§ DATASET:
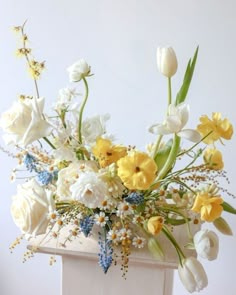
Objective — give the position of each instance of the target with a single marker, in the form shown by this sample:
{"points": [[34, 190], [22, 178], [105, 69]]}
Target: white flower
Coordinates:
{"points": [[68, 176], [101, 219], [30, 208], [89, 189], [175, 121], [206, 244], [24, 123], [138, 242], [193, 275], [166, 61], [94, 127], [78, 70]]}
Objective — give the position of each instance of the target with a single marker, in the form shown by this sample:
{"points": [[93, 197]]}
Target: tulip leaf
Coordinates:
{"points": [[181, 95], [228, 208], [163, 154], [221, 224]]}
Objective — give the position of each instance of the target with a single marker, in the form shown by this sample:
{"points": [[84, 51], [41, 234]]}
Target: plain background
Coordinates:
{"points": [[119, 40]]}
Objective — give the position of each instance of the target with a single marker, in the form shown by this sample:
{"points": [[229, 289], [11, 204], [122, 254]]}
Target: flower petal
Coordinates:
{"points": [[190, 134]]}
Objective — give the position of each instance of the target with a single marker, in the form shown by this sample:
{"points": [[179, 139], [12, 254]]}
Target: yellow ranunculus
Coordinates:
{"points": [[137, 171], [106, 153], [213, 159], [155, 225], [209, 207], [221, 128]]}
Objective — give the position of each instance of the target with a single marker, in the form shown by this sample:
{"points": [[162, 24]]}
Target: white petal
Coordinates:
{"points": [[190, 134], [159, 129]]}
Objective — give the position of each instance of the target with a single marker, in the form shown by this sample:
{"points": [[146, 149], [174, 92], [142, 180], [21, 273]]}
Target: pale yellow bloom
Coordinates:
{"points": [[209, 207], [137, 171], [213, 159], [220, 128], [155, 225], [106, 153]]}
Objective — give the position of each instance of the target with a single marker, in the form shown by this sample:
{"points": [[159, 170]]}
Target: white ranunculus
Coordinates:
{"points": [[68, 176], [94, 127], [30, 208], [175, 121], [192, 275], [24, 123], [206, 244], [89, 189], [166, 61], [78, 70]]}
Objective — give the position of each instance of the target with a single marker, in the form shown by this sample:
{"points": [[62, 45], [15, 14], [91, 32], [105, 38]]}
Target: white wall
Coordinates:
{"points": [[119, 40]]}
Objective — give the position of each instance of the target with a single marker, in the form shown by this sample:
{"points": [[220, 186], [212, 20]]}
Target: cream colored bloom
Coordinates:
{"points": [[193, 275], [23, 122], [206, 243], [166, 61], [30, 208]]}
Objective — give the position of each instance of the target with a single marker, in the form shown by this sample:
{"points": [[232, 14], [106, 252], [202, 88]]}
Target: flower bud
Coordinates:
{"points": [[192, 275], [155, 224], [166, 61], [206, 244]]}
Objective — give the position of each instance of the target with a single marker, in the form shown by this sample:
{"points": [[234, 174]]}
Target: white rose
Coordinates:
{"points": [[30, 208], [89, 189], [206, 244], [68, 176], [94, 127], [23, 122], [166, 61], [192, 275], [78, 70]]}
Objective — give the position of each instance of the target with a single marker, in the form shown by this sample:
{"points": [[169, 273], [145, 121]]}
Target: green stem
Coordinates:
{"points": [[82, 109], [169, 91], [171, 158]]}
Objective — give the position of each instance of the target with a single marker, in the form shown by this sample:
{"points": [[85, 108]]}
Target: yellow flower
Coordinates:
{"points": [[106, 153], [209, 207], [155, 225], [213, 159], [137, 170], [221, 128]]}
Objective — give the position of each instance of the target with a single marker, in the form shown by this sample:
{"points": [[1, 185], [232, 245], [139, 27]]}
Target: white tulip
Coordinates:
{"points": [[78, 70], [30, 208], [174, 123], [192, 275], [166, 61], [24, 123], [206, 244]]}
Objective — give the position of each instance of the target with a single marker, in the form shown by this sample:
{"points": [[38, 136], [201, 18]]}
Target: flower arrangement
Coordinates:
{"points": [[78, 176]]}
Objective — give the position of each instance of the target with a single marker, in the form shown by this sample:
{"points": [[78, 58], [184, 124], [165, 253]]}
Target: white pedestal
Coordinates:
{"points": [[81, 273]]}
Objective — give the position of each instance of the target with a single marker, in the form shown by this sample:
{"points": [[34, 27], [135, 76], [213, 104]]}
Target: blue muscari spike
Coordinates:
{"points": [[86, 225], [45, 177], [135, 198], [105, 255], [30, 162]]}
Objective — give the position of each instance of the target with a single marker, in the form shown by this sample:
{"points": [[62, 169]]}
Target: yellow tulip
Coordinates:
{"points": [[209, 207], [155, 225]]}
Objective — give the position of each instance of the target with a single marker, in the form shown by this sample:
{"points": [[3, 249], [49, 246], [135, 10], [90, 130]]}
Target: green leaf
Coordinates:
{"points": [[181, 95], [228, 208], [173, 221], [163, 154], [221, 224]]}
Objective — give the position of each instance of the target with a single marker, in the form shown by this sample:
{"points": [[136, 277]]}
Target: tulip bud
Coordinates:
{"points": [[192, 275], [206, 244], [166, 61], [155, 224]]}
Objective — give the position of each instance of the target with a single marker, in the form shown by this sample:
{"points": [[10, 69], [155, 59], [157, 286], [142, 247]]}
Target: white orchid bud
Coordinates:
{"points": [[206, 244], [192, 275], [166, 61]]}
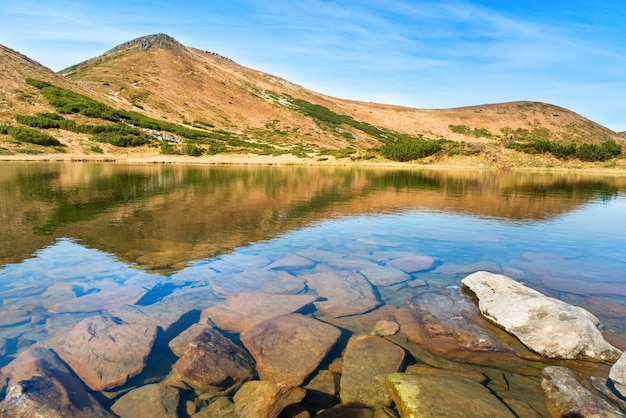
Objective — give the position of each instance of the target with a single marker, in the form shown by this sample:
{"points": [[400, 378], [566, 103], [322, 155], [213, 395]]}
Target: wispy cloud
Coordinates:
{"points": [[414, 52]]}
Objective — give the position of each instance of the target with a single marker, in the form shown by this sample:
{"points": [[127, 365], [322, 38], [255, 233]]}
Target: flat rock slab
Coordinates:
{"points": [[100, 301], [213, 363], [347, 293], [412, 263], [291, 261], [14, 317], [268, 281], [288, 348], [148, 401], [566, 397], [105, 354], [443, 396], [244, 310], [384, 275], [262, 399], [446, 323], [546, 325], [366, 361], [39, 384]]}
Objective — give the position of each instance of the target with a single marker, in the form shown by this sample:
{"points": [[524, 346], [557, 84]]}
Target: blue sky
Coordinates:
{"points": [[432, 54]]}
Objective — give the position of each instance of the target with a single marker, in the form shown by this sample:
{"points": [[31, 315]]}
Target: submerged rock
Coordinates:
{"points": [[105, 354], [366, 361], [385, 275], [40, 385], [567, 397], [443, 396], [618, 375], [213, 363], [262, 399], [288, 348], [347, 293], [268, 281], [546, 325], [148, 401], [244, 310], [446, 323], [412, 263], [101, 300]]}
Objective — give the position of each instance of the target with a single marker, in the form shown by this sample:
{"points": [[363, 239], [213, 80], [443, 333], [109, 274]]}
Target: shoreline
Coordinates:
{"points": [[292, 160]]}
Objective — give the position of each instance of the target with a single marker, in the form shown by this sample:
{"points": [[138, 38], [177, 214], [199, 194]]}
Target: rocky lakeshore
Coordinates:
{"points": [[296, 337]]}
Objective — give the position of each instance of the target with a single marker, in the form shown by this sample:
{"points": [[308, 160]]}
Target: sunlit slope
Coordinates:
{"points": [[160, 76]]}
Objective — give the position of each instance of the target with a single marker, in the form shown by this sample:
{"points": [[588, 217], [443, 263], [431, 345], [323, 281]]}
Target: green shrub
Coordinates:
{"points": [[585, 152], [411, 149], [192, 150], [169, 149], [31, 136], [459, 129]]}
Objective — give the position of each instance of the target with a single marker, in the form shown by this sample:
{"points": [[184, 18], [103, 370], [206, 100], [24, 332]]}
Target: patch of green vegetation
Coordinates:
{"points": [[465, 130], [130, 128], [192, 150], [32, 136], [585, 152], [168, 148], [29, 151], [535, 134], [408, 149], [327, 117], [339, 153], [462, 149]]}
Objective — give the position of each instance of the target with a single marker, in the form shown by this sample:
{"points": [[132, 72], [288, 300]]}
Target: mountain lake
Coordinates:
{"points": [[158, 245]]}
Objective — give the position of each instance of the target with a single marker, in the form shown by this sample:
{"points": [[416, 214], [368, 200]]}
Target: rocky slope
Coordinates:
{"points": [[158, 77]]}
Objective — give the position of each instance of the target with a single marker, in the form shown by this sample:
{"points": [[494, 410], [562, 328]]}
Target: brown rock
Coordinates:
{"points": [[14, 317], [567, 397], [443, 396], [289, 348], [179, 344], [474, 375], [448, 324], [322, 390], [100, 301], [220, 406], [262, 399], [213, 363], [150, 401], [347, 413], [347, 293], [366, 361], [244, 310], [40, 385], [384, 328], [105, 354], [364, 323]]}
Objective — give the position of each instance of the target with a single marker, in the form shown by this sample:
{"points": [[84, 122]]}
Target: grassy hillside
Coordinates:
{"points": [[153, 96]]}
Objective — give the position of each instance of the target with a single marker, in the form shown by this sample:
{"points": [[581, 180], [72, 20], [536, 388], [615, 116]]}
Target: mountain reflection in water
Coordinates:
{"points": [[81, 238]]}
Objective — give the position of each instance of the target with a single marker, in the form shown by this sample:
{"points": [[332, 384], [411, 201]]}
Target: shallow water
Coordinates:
{"points": [[168, 231]]}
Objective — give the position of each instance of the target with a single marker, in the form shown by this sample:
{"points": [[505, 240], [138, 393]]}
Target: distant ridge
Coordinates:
{"points": [[159, 40], [160, 78]]}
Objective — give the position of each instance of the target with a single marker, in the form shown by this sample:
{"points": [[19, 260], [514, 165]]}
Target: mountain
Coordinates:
{"points": [[159, 78]]}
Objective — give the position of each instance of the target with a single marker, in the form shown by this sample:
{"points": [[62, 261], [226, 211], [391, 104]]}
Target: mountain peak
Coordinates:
{"points": [[159, 40]]}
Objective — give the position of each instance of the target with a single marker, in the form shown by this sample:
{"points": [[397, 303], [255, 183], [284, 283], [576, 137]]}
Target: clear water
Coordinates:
{"points": [[172, 230]]}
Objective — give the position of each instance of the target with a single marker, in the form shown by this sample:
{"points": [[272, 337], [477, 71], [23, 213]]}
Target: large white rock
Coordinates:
{"points": [[618, 374], [546, 325]]}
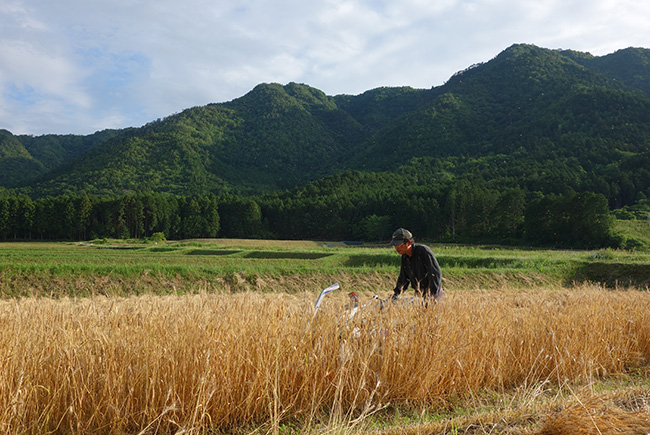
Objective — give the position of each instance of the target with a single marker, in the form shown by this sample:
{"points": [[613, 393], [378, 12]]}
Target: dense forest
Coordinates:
{"points": [[537, 146]]}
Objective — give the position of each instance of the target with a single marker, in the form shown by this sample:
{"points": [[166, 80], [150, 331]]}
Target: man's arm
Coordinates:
{"points": [[402, 280], [433, 270]]}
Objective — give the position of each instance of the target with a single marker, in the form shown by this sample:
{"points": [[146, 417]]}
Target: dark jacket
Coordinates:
{"points": [[421, 271]]}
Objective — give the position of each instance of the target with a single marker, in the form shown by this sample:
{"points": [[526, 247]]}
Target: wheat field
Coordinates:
{"points": [[251, 362]]}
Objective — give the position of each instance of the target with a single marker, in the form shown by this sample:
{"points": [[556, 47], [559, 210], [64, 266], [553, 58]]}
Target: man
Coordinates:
{"points": [[419, 267]]}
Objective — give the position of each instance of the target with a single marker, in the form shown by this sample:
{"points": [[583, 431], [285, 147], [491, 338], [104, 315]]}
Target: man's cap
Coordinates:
{"points": [[400, 236]]}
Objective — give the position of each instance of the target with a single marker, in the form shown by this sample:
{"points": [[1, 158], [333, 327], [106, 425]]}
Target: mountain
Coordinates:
{"points": [[540, 119], [16, 164]]}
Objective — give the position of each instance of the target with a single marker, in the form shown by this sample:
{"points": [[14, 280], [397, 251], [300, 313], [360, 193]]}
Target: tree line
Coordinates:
{"points": [[463, 212]]}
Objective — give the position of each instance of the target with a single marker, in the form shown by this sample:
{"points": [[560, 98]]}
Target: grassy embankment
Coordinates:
{"points": [[51, 269], [520, 353]]}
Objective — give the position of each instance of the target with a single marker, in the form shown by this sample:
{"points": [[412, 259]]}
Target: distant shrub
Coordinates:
{"points": [[157, 237]]}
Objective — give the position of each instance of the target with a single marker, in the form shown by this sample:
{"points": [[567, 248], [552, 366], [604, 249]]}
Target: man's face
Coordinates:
{"points": [[404, 248]]}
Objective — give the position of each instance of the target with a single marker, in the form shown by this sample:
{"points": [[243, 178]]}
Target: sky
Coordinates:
{"points": [[80, 66]]}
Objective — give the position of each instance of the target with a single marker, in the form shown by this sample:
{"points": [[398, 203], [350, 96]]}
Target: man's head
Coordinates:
{"points": [[401, 236], [402, 241]]}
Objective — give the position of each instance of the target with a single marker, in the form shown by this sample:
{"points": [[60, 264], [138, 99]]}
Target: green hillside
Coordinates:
{"points": [[536, 144]]}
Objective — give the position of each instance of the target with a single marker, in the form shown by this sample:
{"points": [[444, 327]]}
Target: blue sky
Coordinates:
{"points": [[79, 66]]}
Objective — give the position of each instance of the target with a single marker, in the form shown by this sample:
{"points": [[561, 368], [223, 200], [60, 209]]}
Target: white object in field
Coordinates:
{"points": [[322, 295]]}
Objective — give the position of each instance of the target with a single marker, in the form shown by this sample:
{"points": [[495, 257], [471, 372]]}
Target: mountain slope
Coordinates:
{"points": [[525, 97], [544, 107], [16, 164]]}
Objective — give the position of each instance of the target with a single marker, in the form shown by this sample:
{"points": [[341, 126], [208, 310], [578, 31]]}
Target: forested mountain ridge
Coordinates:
{"points": [[540, 119]]}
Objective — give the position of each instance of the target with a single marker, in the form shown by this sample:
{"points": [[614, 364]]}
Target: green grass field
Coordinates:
{"points": [[134, 267]]}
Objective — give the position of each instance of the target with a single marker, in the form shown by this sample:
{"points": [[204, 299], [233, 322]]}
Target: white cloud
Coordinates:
{"points": [[80, 65]]}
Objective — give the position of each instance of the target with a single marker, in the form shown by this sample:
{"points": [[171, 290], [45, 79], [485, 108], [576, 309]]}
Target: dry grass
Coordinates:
{"points": [[244, 362]]}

§ EXERCISE DIRECTIONS: Within the material above, extract exactly the lines that start at the line containing "Target: green leaf" and stop after the line containing "Target: tulip bud", and only those.

§ EXPECTED OUTPUT:
Target: green leaf
Coordinates:
{"points": [[181, 95], [228, 208], [173, 221], [163, 154], [221, 224]]}
Objective — give the position of each instance of the target with a single marker, in the form shown by this sample:
{"points": [[136, 277]]}
Target: tulip bud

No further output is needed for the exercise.